Rows from a dataset of box labels:

▬▬▬▬▬▬▬▬▬▬

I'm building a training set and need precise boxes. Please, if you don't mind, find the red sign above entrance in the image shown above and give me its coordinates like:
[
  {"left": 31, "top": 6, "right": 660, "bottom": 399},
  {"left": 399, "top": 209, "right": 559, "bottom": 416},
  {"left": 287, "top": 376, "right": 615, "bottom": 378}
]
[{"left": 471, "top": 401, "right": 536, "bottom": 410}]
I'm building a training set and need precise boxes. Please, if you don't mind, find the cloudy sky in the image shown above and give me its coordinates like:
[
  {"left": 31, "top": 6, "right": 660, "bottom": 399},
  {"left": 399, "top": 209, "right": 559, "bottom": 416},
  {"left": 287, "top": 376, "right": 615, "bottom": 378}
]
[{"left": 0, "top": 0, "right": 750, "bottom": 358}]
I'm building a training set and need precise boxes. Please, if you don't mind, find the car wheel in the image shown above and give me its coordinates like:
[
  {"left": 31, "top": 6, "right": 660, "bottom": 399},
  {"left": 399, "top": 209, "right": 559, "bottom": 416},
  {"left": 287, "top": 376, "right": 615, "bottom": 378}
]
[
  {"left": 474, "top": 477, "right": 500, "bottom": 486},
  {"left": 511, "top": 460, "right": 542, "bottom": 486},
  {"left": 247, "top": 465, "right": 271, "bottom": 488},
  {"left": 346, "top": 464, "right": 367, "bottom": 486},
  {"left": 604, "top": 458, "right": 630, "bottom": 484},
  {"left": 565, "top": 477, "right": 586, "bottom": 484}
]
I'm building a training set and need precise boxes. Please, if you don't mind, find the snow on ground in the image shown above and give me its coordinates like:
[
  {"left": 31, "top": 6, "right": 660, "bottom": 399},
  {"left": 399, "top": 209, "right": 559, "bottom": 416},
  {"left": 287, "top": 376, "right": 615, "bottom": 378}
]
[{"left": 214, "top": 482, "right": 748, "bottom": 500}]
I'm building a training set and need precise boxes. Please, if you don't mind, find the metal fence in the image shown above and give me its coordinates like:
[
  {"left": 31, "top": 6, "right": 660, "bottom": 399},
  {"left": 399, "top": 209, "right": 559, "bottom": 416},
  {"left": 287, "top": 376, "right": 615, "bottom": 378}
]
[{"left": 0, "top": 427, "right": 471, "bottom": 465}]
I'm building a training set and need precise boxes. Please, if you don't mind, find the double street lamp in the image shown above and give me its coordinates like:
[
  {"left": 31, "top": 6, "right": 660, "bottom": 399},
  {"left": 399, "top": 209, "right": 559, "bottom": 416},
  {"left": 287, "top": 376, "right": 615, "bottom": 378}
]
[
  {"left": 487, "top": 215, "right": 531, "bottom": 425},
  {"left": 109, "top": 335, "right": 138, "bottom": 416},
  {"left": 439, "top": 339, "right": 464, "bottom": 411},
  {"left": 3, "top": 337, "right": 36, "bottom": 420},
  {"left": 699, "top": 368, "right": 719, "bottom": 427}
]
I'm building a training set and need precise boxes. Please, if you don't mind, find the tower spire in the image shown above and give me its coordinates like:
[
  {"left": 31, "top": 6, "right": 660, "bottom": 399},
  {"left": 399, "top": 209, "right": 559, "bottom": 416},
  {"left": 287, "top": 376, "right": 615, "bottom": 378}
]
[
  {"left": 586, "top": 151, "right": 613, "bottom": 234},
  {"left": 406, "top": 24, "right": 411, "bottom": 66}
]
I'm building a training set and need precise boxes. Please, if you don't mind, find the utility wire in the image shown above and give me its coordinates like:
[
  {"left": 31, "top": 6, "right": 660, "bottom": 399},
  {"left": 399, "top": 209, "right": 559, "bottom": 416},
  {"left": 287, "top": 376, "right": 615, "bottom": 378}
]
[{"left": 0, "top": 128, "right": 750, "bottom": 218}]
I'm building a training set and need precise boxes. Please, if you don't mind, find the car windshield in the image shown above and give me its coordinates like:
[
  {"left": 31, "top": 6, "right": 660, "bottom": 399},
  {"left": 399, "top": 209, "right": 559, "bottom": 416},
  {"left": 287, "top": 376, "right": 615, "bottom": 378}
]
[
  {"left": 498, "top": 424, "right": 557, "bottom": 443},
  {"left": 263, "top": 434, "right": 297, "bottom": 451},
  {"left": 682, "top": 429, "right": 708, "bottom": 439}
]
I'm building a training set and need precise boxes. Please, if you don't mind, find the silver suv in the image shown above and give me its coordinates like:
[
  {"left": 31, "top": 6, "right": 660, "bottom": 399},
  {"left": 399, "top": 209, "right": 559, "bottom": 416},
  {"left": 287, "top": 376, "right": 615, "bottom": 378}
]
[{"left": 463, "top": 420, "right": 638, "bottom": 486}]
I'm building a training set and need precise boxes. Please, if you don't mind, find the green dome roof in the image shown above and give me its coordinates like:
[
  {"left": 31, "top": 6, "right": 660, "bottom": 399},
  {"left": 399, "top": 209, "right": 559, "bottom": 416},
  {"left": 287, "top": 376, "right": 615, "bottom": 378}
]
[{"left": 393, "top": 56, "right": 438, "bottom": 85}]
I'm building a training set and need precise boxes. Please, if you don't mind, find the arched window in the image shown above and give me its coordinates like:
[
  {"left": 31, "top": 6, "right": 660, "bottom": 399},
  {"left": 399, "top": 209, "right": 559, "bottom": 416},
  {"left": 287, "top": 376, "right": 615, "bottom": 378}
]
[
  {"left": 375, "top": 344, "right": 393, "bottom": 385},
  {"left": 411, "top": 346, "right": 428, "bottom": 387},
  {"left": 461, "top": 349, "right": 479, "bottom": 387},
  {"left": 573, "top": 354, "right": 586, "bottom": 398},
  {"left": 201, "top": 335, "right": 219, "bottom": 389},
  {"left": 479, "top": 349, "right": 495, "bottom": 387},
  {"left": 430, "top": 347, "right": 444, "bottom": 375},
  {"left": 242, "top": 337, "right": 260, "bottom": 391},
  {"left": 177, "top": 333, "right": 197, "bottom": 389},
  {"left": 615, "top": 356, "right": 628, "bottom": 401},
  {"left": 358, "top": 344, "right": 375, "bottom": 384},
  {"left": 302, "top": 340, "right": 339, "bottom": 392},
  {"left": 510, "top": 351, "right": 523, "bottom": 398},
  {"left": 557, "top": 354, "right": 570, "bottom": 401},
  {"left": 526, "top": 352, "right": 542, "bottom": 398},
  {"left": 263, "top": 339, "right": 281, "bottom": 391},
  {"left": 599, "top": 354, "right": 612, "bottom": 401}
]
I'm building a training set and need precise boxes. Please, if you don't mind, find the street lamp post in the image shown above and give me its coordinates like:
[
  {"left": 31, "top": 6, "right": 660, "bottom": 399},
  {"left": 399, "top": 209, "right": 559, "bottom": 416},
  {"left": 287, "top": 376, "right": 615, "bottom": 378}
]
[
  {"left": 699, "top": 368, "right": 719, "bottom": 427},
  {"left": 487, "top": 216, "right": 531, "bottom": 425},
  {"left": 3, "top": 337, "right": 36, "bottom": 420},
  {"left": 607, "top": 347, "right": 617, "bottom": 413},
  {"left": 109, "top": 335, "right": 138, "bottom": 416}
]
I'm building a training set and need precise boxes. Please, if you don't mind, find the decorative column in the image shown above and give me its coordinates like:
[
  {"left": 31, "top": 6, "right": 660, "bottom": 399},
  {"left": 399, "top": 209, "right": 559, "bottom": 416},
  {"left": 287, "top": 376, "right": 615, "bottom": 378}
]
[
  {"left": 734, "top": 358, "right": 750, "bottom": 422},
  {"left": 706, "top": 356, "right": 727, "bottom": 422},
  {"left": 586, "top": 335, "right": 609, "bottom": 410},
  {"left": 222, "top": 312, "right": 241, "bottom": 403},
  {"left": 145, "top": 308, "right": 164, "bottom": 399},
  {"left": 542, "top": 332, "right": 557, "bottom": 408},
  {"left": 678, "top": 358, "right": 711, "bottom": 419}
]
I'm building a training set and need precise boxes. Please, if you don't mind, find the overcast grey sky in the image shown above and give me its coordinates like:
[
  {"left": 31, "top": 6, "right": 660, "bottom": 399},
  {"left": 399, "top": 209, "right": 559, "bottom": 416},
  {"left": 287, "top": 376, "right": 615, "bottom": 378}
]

▬▬▬▬▬▬▬▬▬▬

[Task prompt] Starting at the line containing "find the street" and ending at the end of the entries, write those lines out again with the requests included. Decrease every bounding box coordinate in the answers by 142, and keep the sample coordinates in the requests as they are.

[Solution to this exercise]
I'm building a training set and need precise boxes. Please, if you don't mind, find the street lamp post in the image shown above and give me its coordinates like:
[
  {"left": 31, "top": 6, "right": 660, "bottom": 399},
  {"left": 399, "top": 209, "right": 559, "bottom": 416},
  {"left": 287, "top": 376, "right": 615, "bottom": 378}
]
[
  {"left": 557, "top": 226, "right": 577, "bottom": 285},
  {"left": 345, "top": 74, "right": 389, "bottom": 283},
  {"left": -139, "top": 195, "right": -106, "bottom": 278},
  {"left": 465, "top": 205, "right": 475, "bottom": 271},
  {"left": -33, "top": 193, "right": -4, "bottom": 274}
]
I'm building a training set and need precise boxes. Please, if you don't mind, find the decorative column in the image shown above and give me its coordinates like:
[
  {"left": 31, "top": 6, "right": 660, "bottom": 399},
  {"left": 399, "top": 209, "right": 559, "bottom": 416},
  {"left": 287, "top": 376, "right": 615, "bottom": 378}
]
[
  {"left": 592, "top": 216, "right": 608, "bottom": 280},
  {"left": 564, "top": 214, "right": 585, "bottom": 280},
  {"left": 444, "top": 193, "right": 467, "bottom": 268},
  {"left": 80, "top": 170, "right": 99, "bottom": 261},
  {"left": 3, "top": 166, "right": 22, "bottom": 257},
  {"left": 400, "top": 190, "right": 415, "bottom": 266},
  {"left": 536, "top": 216, "right": 569, "bottom": 277}
]
I'm building a training set and need precise boxes. Please, if you don't mind, find the overcast grey sky in the image shown above and give me its coordinates like:
[
  {"left": 31, "top": 6, "right": 660, "bottom": 399},
  {"left": 399, "top": 209, "right": 559, "bottom": 416},
  {"left": 287, "top": 376, "right": 615, "bottom": 378}
]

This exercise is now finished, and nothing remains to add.